_Job_: Rewrite all of the items below, replacing each occurrence of "ribbon rosette" with "cockade" and leaving everything else unchanged. Omit the pictures from your answer.
--------------------------------
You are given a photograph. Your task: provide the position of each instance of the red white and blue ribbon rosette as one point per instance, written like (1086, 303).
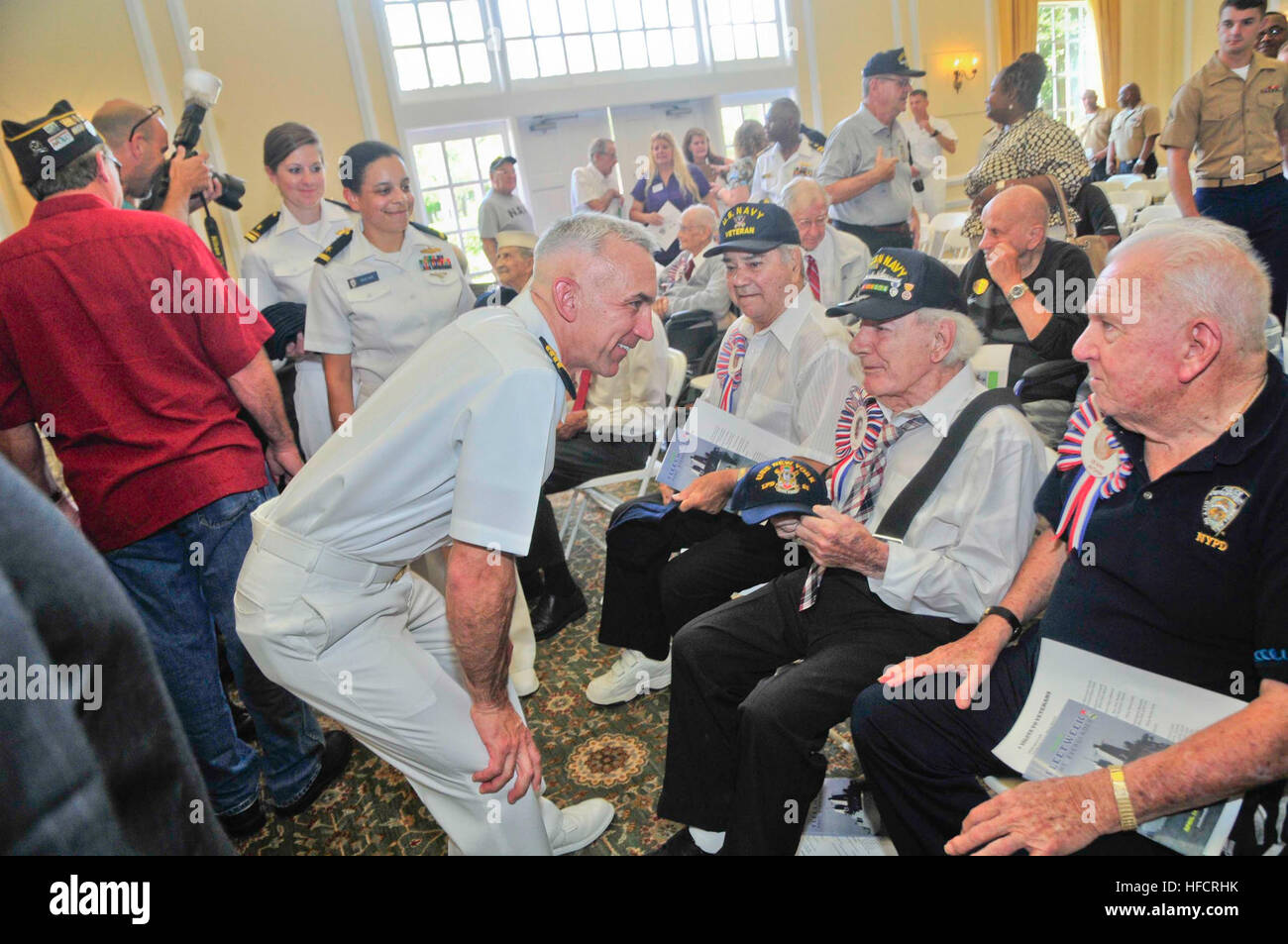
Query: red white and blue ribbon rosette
(851, 442)
(729, 368)
(1104, 469)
--------------------------------
_Task output_:
You are given a photograph. Your task: provide the position of each instance of the red white and blue cockade as one point per instance, written like (1086, 303).
Query: red white and blue cockade
(851, 442)
(729, 368)
(1104, 469)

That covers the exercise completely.